RECORDS FOR THIS EXERCISE -
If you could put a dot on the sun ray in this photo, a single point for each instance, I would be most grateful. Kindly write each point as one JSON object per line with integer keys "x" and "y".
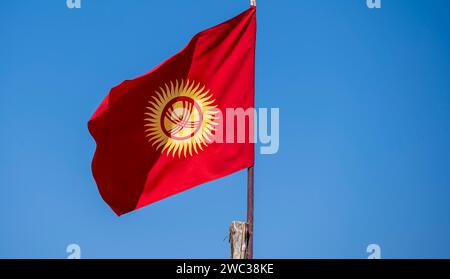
{"x": 181, "y": 118}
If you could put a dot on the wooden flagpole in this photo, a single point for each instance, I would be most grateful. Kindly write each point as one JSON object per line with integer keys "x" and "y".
{"x": 250, "y": 197}
{"x": 241, "y": 234}
{"x": 250, "y": 210}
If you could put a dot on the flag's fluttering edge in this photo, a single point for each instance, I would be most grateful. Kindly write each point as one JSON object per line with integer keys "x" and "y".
{"x": 157, "y": 134}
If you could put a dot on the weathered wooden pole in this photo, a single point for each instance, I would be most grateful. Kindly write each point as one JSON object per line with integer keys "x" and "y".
{"x": 241, "y": 233}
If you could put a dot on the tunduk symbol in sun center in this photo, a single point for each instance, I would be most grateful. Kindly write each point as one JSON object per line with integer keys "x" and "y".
{"x": 180, "y": 120}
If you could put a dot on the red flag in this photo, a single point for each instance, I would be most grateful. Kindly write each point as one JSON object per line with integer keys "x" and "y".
{"x": 155, "y": 133}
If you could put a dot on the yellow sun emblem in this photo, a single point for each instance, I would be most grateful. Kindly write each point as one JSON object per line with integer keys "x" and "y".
{"x": 181, "y": 118}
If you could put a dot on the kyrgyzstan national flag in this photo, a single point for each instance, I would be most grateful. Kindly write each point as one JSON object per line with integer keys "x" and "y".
{"x": 154, "y": 133}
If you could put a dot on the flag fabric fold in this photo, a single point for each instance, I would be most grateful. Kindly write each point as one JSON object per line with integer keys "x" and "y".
{"x": 157, "y": 134}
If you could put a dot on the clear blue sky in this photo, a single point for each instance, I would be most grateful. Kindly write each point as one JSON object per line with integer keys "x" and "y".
{"x": 364, "y": 98}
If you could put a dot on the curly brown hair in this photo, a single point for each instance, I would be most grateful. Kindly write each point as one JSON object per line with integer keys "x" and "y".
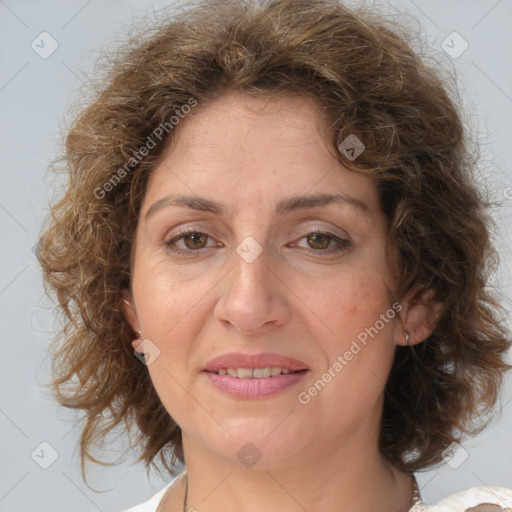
{"x": 360, "y": 68}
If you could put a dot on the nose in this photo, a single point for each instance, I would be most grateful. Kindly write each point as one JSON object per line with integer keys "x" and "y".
{"x": 253, "y": 297}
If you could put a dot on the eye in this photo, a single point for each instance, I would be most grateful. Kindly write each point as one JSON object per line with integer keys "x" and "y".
{"x": 324, "y": 243}
{"x": 193, "y": 241}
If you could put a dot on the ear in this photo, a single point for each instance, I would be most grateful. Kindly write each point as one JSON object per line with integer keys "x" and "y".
{"x": 419, "y": 315}
{"x": 131, "y": 317}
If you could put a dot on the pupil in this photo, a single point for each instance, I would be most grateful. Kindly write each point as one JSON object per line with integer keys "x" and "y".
{"x": 316, "y": 238}
{"x": 196, "y": 239}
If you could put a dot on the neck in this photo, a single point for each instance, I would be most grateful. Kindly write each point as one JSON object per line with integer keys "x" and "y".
{"x": 328, "y": 482}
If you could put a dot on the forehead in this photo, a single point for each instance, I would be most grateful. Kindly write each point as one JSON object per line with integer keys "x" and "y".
{"x": 255, "y": 150}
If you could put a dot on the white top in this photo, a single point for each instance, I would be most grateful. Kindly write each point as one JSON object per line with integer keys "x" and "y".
{"x": 476, "y": 499}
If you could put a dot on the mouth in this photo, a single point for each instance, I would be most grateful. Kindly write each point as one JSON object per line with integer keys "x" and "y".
{"x": 255, "y": 373}
{"x": 254, "y": 376}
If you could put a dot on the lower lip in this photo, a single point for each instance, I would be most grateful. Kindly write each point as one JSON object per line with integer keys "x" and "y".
{"x": 254, "y": 388}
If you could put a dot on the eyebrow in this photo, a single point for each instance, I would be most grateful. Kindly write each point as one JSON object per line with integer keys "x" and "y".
{"x": 284, "y": 206}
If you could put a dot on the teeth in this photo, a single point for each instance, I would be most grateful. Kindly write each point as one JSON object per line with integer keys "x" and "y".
{"x": 254, "y": 373}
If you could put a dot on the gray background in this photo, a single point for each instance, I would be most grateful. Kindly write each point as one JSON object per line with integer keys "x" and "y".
{"x": 35, "y": 93}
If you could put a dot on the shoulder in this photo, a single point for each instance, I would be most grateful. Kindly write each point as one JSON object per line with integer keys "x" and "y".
{"x": 476, "y": 499}
{"x": 151, "y": 505}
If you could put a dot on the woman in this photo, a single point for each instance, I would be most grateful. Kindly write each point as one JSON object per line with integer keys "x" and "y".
{"x": 272, "y": 206}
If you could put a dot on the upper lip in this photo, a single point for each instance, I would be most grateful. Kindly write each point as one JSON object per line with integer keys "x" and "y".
{"x": 263, "y": 360}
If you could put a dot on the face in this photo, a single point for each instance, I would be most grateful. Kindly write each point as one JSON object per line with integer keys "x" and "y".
{"x": 279, "y": 249}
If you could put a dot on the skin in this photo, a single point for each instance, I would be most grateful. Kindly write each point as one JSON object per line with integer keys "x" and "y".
{"x": 248, "y": 153}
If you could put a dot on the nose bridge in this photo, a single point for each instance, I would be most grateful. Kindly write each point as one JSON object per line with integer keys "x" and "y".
{"x": 250, "y": 298}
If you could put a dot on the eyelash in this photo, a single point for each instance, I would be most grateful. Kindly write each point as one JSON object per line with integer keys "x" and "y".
{"x": 343, "y": 244}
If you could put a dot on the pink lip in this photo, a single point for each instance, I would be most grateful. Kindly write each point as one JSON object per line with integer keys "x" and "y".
{"x": 254, "y": 388}
{"x": 263, "y": 360}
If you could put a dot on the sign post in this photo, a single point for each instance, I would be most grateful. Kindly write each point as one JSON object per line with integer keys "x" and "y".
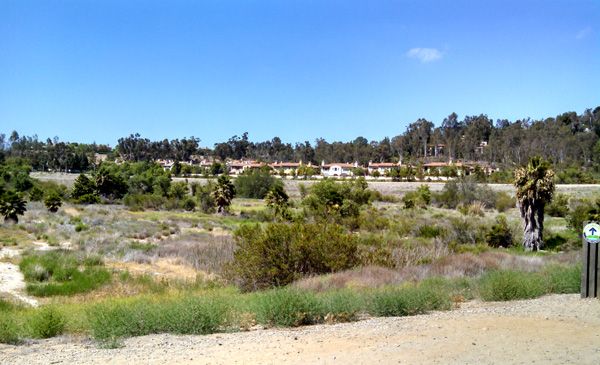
{"x": 589, "y": 276}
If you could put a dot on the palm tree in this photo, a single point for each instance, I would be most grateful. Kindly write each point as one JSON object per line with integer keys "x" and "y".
{"x": 535, "y": 187}
{"x": 12, "y": 206}
{"x": 223, "y": 194}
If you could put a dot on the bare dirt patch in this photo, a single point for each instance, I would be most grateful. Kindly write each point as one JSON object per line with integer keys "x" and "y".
{"x": 557, "y": 329}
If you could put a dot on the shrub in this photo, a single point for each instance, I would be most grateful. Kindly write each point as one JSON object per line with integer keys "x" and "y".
{"x": 9, "y": 330}
{"x": 109, "y": 183}
{"x": 278, "y": 201}
{"x": 331, "y": 201}
{"x": 558, "y": 207}
{"x": 12, "y": 206}
{"x": 204, "y": 194}
{"x": 563, "y": 279}
{"x": 52, "y": 201}
{"x": 36, "y": 194}
{"x": 408, "y": 301}
{"x": 47, "y": 322}
{"x": 58, "y": 273}
{"x": 499, "y": 234}
{"x": 111, "y": 321}
{"x": 341, "y": 305}
{"x": 510, "y": 285}
{"x": 279, "y": 253}
{"x": 287, "y": 307}
{"x": 255, "y": 184}
{"x": 84, "y": 191}
{"x": 418, "y": 198}
{"x": 504, "y": 201}
{"x": 178, "y": 190}
{"x": 143, "y": 201}
{"x": 189, "y": 204}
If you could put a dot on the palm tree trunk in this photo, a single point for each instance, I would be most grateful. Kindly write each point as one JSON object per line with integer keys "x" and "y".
{"x": 532, "y": 213}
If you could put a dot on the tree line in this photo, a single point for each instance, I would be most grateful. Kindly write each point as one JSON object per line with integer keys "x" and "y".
{"x": 569, "y": 139}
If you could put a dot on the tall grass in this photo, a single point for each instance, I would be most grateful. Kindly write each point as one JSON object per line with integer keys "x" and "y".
{"x": 189, "y": 315}
{"x": 408, "y": 301}
{"x": 62, "y": 273}
{"x": 225, "y": 309}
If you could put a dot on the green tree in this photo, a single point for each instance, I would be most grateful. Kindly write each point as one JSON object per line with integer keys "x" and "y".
{"x": 12, "y": 206}
{"x": 52, "y": 201}
{"x": 110, "y": 184}
{"x": 535, "y": 188}
{"x": 84, "y": 189}
{"x": 278, "y": 201}
{"x": 255, "y": 184}
{"x": 223, "y": 194}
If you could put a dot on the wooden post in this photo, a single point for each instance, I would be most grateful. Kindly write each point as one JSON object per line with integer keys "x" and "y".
{"x": 589, "y": 272}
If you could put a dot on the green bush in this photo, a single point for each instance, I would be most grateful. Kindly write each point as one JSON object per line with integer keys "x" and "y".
{"x": 499, "y": 234}
{"x": 418, "y": 198}
{"x": 342, "y": 305}
{"x": 188, "y": 315}
{"x": 558, "y": 207}
{"x": 563, "y": 279}
{"x": 504, "y": 201}
{"x": 36, "y": 194}
{"x": 331, "y": 201}
{"x": 287, "y": 307}
{"x": 9, "y": 330}
{"x": 280, "y": 253}
{"x": 59, "y": 273}
{"x": 47, "y": 322}
{"x": 143, "y": 201}
{"x": 408, "y": 301}
{"x": 255, "y": 184}
{"x": 204, "y": 194}
{"x": 52, "y": 201}
{"x": 511, "y": 285}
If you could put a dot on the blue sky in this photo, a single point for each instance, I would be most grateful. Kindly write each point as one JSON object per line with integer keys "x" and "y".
{"x": 99, "y": 70}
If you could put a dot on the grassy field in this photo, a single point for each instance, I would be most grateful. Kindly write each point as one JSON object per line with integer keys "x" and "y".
{"x": 104, "y": 271}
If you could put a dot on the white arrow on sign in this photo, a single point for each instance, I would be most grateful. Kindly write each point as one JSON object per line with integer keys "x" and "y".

PROBLEM REQUIREMENTS - Reproduce the records above exactly, starting with the line that contains "If you could put a dot on the grassy" and ending with the last line.

FINAL ANSWER -
If you could put a dot on the grassy field in this photo, a single point for each instance, I would be most grateful. Kindly write each point as one JSON object per line with integer keys "x" and "y".
{"x": 104, "y": 271}
If you could put a dot on the white arrow on sign in this photo, a single point for each instance, I would be most grateful. Kindly write each point as one JSON object per line with integer keys "x" and "y".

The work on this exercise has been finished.